When it comes to “comfort foods,” manufacturers strive for authenticity so end-products taste, smell and look homemade.

By Kathy Saldana, Contributing Editor, David Feder , RDN, Executive Editor–Technical
April 11, 2013

Comfort on the Side

Reser’s Fine Foods Inc. has been focusing on side dishes that support those “just like homemade” meals. The company added a line of Main St. Bistro Baked Sides, refrigerated side dishes that use what the company terms a “Top Bake cooking process” to “deliver home-baked taste, right from the microwave.” The company is extending the line into supermarket deli departments, where it will be sold under the Reser’s Baked Sensational Sides brand. For prepared side dishes, such as mashed potatoes and macaroni and cheese, the company developed a baking process that delivers a crispy and cheesy top layer over a rich, creamy base to replicate made-from-scratch casseroles with oven-baked appeal.

Those old-fashioned comfort foods—pot pies, pot roasts, chicken and stuffing, brownies, mashed potatoes, etc.—carry strong emotional attachments. When approaching the translation of those foods to multi-unit production, reformulation needs to be culinary-driven.

It can be Grandma’s blueberry buckle, an ethnic dish from one’s heritage or a childhood favorite. In any case, it is more than the sum of its parts, and there is little room for error. This means starting with a gold standard for flavors, textures and appearance, from which the developer will industrialize that formula.

At the outset, it’s advised to take a minimalist approach to adding new ingredients, and to ensure chemicals and additives are used only when absolutely necessary. The goal is to make the re-creation as authentic as possible. The ingredients should be as close to what is available in supermarkets, so the end-product is most likely to taste, smell and look homemade.

A Sense of Scale

Perhaps the most difficult aspect of converting a comfort recipe to a commercialized one is a matter of scale, taking that which was designed for a few servings to a few thousand or more. Scaling-up to industrial-sized batches isn’t simply multiplication, although that is where the process starts.
-*-
Tasks to perform:
- a) From the comfort foods article, extract the passage starting with "Those old-fashioned comfort" and going on through "industrialize that formula.".
- b) Answer these questions from the comfort foods article:
(i) Under what brand will Reser's side dish line be sold in supermarket deli departments?
(ii) On what date was the article published?
(iii) Where does the process of scaling up to industrial-sized batches start?

Provided data:
-*-
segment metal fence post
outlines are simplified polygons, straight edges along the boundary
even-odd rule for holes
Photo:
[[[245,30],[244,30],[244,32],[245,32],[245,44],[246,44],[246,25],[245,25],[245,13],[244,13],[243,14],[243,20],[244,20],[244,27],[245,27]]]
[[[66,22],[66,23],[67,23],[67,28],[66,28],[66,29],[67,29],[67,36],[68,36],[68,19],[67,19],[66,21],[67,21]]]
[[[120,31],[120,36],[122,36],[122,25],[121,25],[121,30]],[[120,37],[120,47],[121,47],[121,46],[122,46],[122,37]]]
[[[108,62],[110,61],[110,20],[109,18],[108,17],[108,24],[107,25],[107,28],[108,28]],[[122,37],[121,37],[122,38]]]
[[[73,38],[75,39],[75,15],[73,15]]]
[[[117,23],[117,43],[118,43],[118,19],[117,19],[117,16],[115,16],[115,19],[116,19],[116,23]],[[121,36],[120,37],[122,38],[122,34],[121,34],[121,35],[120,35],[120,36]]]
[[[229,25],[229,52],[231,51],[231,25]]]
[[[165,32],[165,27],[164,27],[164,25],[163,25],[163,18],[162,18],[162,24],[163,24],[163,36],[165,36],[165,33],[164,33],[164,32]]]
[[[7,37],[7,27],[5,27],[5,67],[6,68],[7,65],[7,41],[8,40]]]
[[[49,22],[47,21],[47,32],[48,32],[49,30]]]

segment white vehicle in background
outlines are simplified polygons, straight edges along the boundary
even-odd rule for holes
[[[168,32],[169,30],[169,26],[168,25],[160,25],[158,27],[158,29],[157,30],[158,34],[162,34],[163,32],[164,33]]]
-*-
Responses by task:
- a)
Those old-fashioned comfort foods—pot pies, pot roasts, chicken and stuffing, brownies, mashed potatoes, etc.—carry strong emotional attachments. When approaching the translation of those foods to multi-unit production, reformulation needs to be culinary-driven.

It can be Grandma’s blueberry buckle, an ethnic dish from one’s heritage or a childhood favorite. In any case, it is more than the sum of its parts, and there is little room for error. This means starting with a gold standard for flavors, textures and appearance, from which the developer will industrialize that formula.

- b)
(i) Reser's Baked Sensational Sides
(ii) April 11, 2013
(iii) With multiplication